**Problem to work on**: Rewrite only the lines below starting at the line containing "Can you see the bald head" and ending at the line containing "column 497, row 533", replacing "bald head" with "shaved head" and leaving everything else in those lines unchanged.

────────

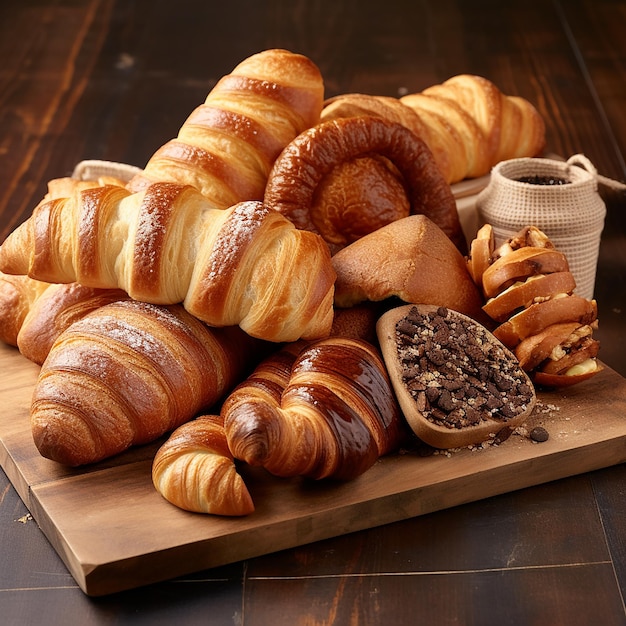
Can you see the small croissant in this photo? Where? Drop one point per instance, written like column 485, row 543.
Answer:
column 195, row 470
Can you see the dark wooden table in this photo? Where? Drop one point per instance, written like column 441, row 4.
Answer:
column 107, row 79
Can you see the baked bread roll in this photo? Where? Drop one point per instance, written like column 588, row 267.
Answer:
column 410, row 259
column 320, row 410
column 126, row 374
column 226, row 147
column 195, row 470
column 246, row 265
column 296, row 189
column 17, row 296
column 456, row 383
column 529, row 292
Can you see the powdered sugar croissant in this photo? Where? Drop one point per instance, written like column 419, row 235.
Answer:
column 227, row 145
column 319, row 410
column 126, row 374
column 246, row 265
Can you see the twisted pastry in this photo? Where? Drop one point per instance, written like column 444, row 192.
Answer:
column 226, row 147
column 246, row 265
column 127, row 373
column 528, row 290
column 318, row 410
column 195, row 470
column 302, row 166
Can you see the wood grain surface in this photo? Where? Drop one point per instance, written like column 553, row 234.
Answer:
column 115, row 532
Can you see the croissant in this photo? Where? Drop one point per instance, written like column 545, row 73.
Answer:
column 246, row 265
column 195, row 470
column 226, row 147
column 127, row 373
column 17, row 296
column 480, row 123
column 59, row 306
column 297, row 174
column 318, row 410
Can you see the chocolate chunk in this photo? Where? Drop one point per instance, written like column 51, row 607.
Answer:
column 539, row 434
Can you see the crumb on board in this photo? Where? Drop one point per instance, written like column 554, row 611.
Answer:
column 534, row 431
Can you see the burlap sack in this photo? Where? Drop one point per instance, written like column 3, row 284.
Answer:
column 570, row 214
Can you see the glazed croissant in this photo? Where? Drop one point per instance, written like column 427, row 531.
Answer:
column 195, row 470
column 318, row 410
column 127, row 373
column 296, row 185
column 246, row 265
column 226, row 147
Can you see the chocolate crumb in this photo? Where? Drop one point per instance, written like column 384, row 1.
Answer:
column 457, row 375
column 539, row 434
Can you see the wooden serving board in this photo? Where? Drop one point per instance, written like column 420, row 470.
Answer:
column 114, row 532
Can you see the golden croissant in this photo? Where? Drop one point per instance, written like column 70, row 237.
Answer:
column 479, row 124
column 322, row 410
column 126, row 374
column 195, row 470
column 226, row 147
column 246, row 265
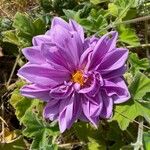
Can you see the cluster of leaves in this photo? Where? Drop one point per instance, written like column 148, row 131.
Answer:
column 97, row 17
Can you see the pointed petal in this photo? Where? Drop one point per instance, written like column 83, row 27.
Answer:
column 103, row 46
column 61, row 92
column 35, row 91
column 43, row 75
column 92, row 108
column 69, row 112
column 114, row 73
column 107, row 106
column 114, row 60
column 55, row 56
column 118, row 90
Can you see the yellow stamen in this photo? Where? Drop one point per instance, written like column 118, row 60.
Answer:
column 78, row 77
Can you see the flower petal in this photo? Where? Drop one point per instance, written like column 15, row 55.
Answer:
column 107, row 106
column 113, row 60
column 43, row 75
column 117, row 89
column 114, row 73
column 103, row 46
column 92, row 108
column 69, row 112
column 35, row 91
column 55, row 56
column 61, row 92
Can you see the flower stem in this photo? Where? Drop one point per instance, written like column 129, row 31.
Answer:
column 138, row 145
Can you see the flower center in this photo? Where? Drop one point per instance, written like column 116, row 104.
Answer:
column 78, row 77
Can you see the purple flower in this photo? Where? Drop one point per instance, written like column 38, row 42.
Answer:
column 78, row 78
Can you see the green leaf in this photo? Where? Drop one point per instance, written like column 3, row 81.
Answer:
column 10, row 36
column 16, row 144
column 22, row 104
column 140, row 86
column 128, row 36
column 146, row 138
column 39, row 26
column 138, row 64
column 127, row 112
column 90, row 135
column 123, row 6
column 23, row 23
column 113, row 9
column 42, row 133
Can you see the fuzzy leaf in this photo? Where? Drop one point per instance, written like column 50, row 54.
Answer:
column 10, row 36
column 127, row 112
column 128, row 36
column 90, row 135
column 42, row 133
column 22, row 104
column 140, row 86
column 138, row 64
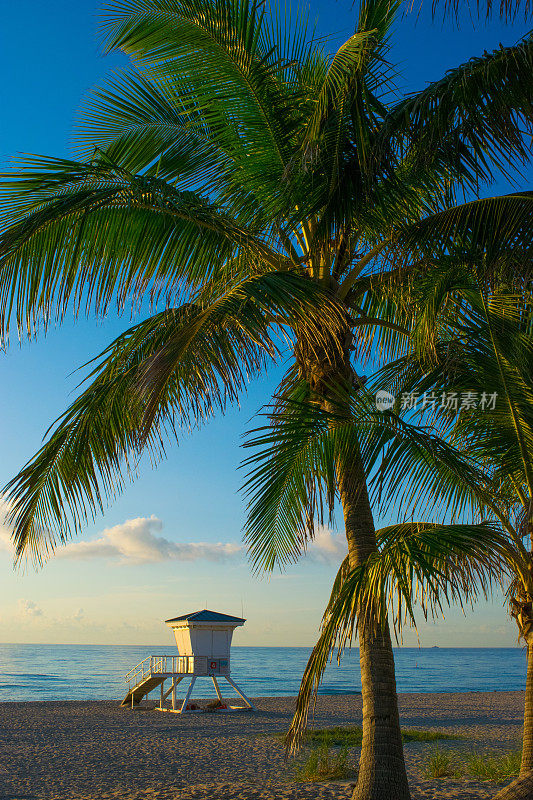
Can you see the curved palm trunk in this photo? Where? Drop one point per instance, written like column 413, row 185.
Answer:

────────

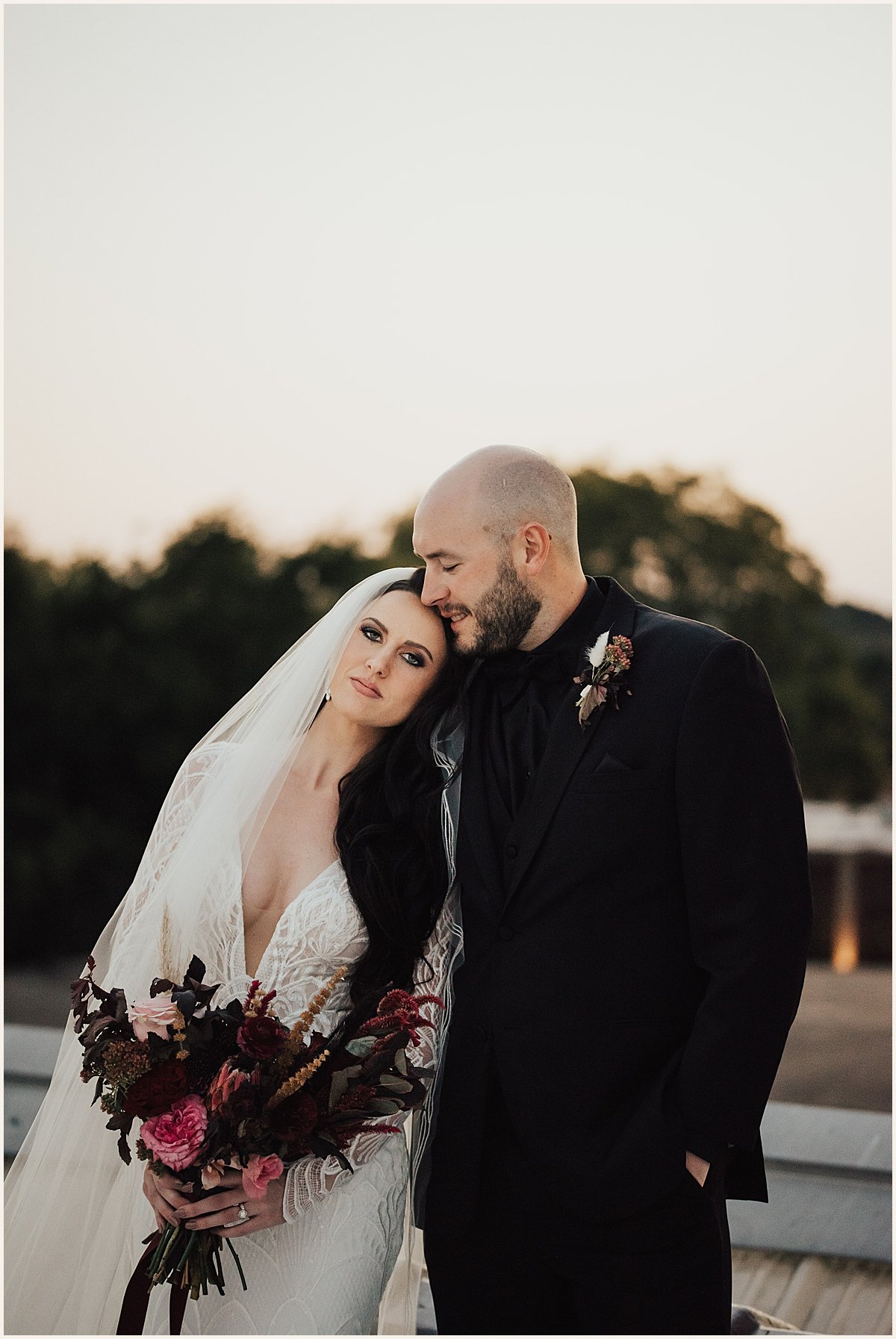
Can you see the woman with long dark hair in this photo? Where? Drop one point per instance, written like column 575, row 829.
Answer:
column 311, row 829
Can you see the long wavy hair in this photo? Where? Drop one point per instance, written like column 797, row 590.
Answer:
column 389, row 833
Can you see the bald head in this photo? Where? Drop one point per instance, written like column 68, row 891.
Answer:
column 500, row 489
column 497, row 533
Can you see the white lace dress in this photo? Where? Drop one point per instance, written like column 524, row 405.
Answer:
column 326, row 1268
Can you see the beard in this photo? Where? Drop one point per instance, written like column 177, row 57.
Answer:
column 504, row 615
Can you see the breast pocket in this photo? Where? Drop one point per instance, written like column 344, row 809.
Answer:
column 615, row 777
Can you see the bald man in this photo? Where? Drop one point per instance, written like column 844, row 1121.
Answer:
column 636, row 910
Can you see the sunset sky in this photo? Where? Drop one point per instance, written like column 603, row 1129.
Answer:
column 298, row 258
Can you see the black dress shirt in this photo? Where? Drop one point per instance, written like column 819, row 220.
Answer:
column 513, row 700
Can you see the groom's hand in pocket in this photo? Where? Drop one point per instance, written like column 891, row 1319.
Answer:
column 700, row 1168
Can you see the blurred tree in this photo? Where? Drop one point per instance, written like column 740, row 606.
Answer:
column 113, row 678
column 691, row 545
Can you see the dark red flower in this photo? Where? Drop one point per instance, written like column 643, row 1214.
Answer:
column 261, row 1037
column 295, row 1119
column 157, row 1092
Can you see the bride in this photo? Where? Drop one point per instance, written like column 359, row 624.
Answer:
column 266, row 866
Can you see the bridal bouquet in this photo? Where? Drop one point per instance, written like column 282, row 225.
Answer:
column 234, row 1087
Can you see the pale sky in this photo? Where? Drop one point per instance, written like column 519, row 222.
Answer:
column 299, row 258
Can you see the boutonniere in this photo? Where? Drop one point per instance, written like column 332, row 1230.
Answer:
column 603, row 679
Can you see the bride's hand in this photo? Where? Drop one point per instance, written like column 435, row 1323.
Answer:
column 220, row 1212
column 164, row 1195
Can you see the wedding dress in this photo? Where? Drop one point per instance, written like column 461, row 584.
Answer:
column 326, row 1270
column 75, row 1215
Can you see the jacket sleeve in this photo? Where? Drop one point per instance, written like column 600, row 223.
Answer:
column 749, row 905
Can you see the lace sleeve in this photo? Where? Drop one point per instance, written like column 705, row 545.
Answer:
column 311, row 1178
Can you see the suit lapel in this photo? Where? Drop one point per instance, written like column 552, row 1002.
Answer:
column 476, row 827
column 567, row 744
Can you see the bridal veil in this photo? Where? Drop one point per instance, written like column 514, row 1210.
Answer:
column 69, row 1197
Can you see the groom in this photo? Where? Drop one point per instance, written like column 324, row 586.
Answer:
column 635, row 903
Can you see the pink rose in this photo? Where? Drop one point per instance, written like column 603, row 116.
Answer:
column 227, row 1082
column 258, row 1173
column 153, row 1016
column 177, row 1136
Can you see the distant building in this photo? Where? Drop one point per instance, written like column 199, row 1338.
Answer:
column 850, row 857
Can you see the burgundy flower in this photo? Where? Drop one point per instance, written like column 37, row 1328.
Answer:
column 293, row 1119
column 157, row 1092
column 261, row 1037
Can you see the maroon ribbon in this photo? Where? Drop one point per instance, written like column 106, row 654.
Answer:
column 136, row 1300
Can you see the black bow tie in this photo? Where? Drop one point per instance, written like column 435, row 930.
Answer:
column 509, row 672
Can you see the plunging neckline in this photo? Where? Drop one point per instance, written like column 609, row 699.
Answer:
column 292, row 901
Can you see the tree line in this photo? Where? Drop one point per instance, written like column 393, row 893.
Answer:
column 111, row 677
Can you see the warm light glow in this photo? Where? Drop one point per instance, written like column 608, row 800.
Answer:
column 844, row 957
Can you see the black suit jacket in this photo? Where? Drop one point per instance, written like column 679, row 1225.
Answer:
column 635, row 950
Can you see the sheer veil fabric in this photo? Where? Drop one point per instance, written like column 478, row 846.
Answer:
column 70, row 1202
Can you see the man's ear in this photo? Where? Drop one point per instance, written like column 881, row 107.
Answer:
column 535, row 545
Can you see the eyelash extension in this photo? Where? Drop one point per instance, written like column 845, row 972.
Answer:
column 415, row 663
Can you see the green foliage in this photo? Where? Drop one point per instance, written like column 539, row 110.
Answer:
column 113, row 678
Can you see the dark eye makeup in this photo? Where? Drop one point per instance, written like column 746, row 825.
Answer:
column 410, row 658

────────

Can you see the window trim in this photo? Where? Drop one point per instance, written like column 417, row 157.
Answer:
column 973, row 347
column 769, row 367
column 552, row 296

────────

**Written answer**:
Can you see the shaved head in this photo? Where? Drop one point per instance, written like column 68, row 891.
Answer:
column 500, row 489
column 497, row 533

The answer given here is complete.